(Referring expression data)
<<<<
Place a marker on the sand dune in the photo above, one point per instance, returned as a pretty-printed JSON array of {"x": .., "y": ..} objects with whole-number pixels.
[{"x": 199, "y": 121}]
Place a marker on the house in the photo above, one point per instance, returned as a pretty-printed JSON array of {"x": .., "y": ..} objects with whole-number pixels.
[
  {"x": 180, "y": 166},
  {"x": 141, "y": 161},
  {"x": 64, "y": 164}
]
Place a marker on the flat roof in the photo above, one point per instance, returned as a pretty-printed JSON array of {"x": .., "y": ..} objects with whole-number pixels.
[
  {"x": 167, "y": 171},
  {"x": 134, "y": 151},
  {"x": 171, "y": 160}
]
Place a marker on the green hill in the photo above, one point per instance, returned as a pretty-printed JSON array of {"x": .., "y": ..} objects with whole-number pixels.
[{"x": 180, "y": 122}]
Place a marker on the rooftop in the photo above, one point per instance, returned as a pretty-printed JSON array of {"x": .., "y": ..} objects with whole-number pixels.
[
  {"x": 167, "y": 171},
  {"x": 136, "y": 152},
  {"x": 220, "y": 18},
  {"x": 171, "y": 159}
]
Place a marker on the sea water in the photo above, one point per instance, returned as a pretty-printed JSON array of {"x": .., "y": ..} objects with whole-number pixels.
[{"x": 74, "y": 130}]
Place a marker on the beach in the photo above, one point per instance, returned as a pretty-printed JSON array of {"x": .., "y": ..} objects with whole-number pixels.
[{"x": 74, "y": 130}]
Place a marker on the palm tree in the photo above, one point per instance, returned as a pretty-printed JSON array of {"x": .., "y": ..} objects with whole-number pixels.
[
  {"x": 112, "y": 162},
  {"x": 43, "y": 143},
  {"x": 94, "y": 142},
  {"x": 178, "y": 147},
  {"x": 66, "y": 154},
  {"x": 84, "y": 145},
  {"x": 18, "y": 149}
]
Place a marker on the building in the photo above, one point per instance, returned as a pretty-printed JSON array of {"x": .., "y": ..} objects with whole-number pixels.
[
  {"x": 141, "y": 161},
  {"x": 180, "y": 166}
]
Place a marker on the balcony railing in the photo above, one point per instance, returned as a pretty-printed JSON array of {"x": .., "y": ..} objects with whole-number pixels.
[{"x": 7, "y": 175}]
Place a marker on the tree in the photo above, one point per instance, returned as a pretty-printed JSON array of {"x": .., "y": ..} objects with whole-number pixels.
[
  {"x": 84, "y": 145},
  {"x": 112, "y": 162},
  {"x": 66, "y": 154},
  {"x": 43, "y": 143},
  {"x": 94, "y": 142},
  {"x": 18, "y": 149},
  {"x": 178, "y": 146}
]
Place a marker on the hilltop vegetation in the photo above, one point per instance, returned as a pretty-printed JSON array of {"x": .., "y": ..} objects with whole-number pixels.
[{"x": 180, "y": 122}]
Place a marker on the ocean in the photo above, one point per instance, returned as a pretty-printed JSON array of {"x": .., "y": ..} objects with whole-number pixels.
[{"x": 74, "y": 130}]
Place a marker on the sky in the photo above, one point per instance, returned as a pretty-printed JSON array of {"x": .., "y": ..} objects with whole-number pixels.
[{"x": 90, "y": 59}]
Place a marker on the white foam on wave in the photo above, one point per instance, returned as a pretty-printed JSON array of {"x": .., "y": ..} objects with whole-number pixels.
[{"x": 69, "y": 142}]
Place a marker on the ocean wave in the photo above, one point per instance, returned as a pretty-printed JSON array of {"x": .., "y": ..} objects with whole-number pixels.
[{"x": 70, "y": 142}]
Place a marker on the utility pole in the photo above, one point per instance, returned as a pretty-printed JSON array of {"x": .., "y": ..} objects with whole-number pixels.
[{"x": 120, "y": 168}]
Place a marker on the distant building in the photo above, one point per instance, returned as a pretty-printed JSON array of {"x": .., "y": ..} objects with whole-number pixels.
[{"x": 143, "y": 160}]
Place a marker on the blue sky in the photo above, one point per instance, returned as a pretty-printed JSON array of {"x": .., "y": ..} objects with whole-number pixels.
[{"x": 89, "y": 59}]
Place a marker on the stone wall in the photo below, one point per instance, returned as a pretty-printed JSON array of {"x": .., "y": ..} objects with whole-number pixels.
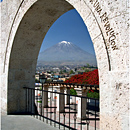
>>>>
- _WORK INSTRUCTION_
Your copy should match every record exactly and contain no pictures.

- _EXERCISE OUTPUT_
Place a marker on the sand dune in the photo above, one point per instance, returned as a pretty-printed JSON array of {"x": .., "y": ..} objects with whole-number pixels.
[{"x": 199, "y": 121}]
Place a marker on the house in the photo above, one point per instance, returned as a pretty-printed JSON array of {"x": .., "y": ..} objects with whole-number pixels.
[
  {"x": 180, "y": 166},
  {"x": 141, "y": 161},
  {"x": 64, "y": 164}
]
Place a marker on the flat roof in the photo above, one point per instance, returned as a pretty-printed JSON array of {"x": .., "y": ..} objects with whole-number pixels.
[
  {"x": 167, "y": 171},
  {"x": 134, "y": 151},
  {"x": 171, "y": 160}
]
Place a marker on the green hill in the photo above, one point per instance, returned as a pretty-printed JSON array of {"x": .., "y": ..} objects with whole-number pixels.
[{"x": 180, "y": 122}]
Place a marker on the rooftop in the photo above, one point per instance, returned as a pretty-printed JSON array of {"x": .., "y": ..} objects with whole-number pixels.
[
  {"x": 167, "y": 171},
  {"x": 136, "y": 152},
  {"x": 220, "y": 18},
  {"x": 171, "y": 159}
]
Place a marker on the sea water in the photo above, one point per instance, returned as a pretty-printed JSON array of {"x": .., "y": ..} objects with whole-number pixels.
[{"x": 74, "y": 130}]
Place a marker on the beach in the photo above, one point per instance, returned as a pretty-printed JSON array of {"x": .., "y": ..} objects with whole-number pixels.
[{"x": 74, "y": 130}]
Place a marker on the palm tree in the photo above, one point per instance, returned as a pretty-printed JSON array of {"x": .., "y": ..} objects with whole-number pixels.
[
  {"x": 112, "y": 162},
  {"x": 43, "y": 143},
  {"x": 94, "y": 142},
  {"x": 178, "y": 147},
  {"x": 66, "y": 154},
  {"x": 84, "y": 145},
  {"x": 18, "y": 149}
]
Place a marker on the building in the photo above, one point per instance, returned as a pretty-printed JSON array of {"x": .., "y": ..} objects with whole-number pixels.
[
  {"x": 141, "y": 161},
  {"x": 180, "y": 166}
]
Place a marker on the balcony railing in the photo above, one point per instance, returned as a pretty-printed JSON array of {"x": .., "y": ..} objects with whole-number pixels.
[{"x": 7, "y": 175}]
Place a marker on the tree in the photo above, one point per instance, returned as a pretty-printed JSON array of {"x": .., "y": ..} objects with whole-number pixels.
[
  {"x": 84, "y": 145},
  {"x": 112, "y": 162},
  {"x": 66, "y": 154},
  {"x": 43, "y": 143},
  {"x": 94, "y": 142},
  {"x": 18, "y": 149},
  {"x": 178, "y": 146}
]
Place a marker on the hilltop vegetation in the photo above, one point per instance, returned as a pretty-printed JSON array of {"x": .., "y": ..} objects with whole-number pixels.
[{"x": 180, "y": 122}]
Place a marker on the ocean in the photo above, one point per instance, returned as a pretty-printed JSON array of {"x": .., "y": ..} objects with whole-number pixels.
[{"x": 74, "y": 130}]
Place a marker on the sky in the photo above, one point per instance, returned as a pretty-printed JSON array of {"x": .., "y": ..} objects with whole-number pixels.
[{"x": 90, "y": 59}]
Place a marker on the white foam on wave in the photo above, one point per instance, returned as a pretty-printed JSON array of {"x": .., "y": ..} objects with whole-number pixels.
[{"x": 69, "y": 142}]
Place a marker on the ocean wave in the photo above, one point per instance, returned as a pretty-printed JSON array of {"x": .., "y": ..} objects with whole-number pixels.
[{"x": 70, "y": 142}]
Place a marker on the utility pole in the photo above, one point per instance, returned as a pretty-printed JSON array of {"x": .., "y": ..} objects with whole-number pixels.
[{"x": 120, "y": 168}]
Place a marker on the distant building in the photo above, one point per instance, returned as a pretty-printed JSON array of {"x": .., "y": ..} objects with whole-number pixels.
[{"x": 143, "y": 160}]
Place a marker on the blue sky in the photo above, one point per instance, returned as a pretty-printed JSON array of {"x": .., "y": ..} objects with whole-number pixels.
[{"x": 89, "y": 59}]
Place a marker on the stone wall in the photo below, one point per instance, returned as a pretty-printed JSON array of {"x": .., "y": ..} objects with whole-number pixels.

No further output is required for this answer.